:: TASK REQUIREMENTS ::
• a. Quote, word for word, the portion of the essay on Roger Ebert's legacy that opens with the words containing "The Last Soldier" and closes with "in the New...".
• b. Write a continuation of the essay on Roger Ebert's legacy, picking up after its final sentence.

:: GIVEN PASSAGE ::
================================

The Last Soldier of Cinema: Ebert's Legacy

April 5, 2013

Michelle Orange is the author of This Is Running for Your Life, an essay collection recently published by FSG. Her writing has appeared in the New...

Others might be said to have originated or established the art of film criticism, but Roger Ebert made it popular—even, for a period of time, essential. To say that this was his life’s work is to compress the skill and soul that defined that work into perhaps too small a package. I think of Ebert as the quintessential Midwesterner: solid, rooted, and without pretense. That combination is found throughout his work and, it seems, his life, and made him an intuitive mediator between a changing cinematic culture and a movie-hungry public.

He was certainly the first film critic, along with Gene Siskel, I ever knew of. As a kid I had my father tape their late-night show, Siskel and Ebert At the Movies, so I could learn about not just what was new but what was good.

================================

:: DATA SHOWN ::
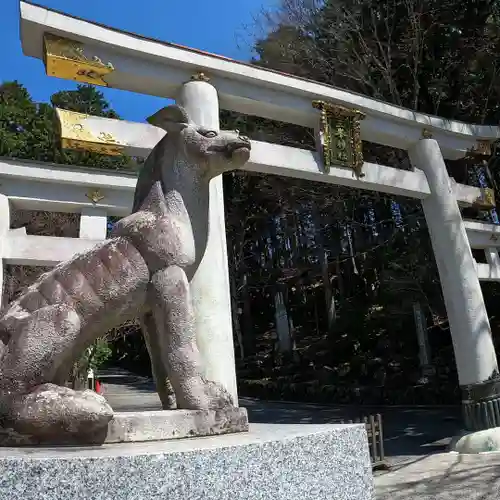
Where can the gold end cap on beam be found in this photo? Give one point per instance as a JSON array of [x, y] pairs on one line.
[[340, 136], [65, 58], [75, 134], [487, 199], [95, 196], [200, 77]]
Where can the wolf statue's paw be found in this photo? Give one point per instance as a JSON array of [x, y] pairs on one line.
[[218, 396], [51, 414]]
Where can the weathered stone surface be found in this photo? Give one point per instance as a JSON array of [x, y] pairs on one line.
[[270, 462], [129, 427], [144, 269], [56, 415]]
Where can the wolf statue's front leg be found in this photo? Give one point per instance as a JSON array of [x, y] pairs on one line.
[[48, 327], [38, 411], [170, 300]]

================================

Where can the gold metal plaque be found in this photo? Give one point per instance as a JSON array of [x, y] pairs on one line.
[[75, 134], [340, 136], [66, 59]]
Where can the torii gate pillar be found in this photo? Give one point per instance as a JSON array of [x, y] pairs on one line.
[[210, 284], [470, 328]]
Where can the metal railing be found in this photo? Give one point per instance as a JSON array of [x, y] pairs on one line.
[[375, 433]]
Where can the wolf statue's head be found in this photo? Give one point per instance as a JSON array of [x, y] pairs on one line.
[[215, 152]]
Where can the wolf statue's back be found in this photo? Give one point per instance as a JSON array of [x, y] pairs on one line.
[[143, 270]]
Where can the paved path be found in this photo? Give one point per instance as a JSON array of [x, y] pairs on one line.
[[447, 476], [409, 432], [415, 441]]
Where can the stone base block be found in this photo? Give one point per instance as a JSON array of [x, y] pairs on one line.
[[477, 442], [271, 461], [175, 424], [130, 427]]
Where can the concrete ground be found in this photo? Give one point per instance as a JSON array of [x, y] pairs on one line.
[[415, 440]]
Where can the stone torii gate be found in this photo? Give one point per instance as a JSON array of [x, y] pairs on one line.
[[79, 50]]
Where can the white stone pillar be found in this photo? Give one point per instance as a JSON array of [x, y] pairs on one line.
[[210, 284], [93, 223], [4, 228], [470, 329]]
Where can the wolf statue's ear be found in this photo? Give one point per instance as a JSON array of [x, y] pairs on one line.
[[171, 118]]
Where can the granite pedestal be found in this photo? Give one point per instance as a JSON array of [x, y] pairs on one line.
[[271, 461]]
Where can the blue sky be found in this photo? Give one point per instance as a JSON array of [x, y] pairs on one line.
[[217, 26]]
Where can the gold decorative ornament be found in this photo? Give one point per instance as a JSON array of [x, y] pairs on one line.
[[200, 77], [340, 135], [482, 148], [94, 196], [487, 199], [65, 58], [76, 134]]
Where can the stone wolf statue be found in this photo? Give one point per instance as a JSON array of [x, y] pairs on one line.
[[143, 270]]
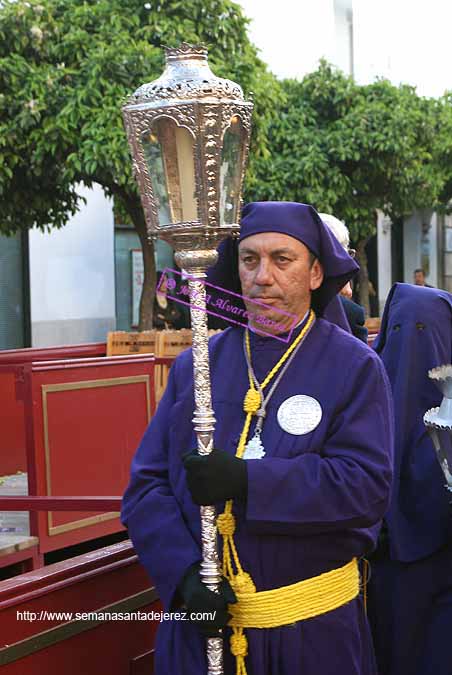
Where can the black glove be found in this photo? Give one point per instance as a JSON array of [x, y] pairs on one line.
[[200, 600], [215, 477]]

================================

:: ANSWERS GIVEN ::
• a.
The Last Soldier of Cinema: Ebert's Legacy

April 5, 2013

Michelle Orange is the author of This Is Running for Your Life, an essay collection recently published by FSG. Her writing has appeared in the New...

• b.
If a critic can speak to a ten-year-old as well as her dad he’s doing something original and quite right. I never liked the famous fights, they made me nervous, but they also demonstrated that disagreement wasn’t the end of the world, that two people who hissed fire at each other one week might start the next one as friends. Even for an adult it’s not an easy example to follow, but then few of Ebert’s are.

Appearing on CNN last night, Michael Moore couched his grief for Ebert in that for the state of film criticism. Now it’s all about the Rotten Tomatoes score, he said, echoing Werner Herzog, who dedicated one of his recent films to Ebert, and yesterday called his friend “one of the very last soldiers of cinema,” if not the last practitioner of serious criticism.

But with his television show Ebert was accused, often by his fellow print critics, of helping usher in an era of over-simplified judgment. The thumbs up/thumbs down schtick was something of a necessary evil in a TV format, but it seemed to infect print and then online media as well. Critics began grading films like exams, or allotting their version of Michelin stars; by the time I was writing regular reviews, scoring them on a scale of one to ten was part of the job. I hated doing it—why write anything?—and though I hardly blamed Ebert I did note the widening gap between the level of discourse he was able to sustain behind that prodigious thumb and that more commonly seen surrounding, say, the Tomatometer.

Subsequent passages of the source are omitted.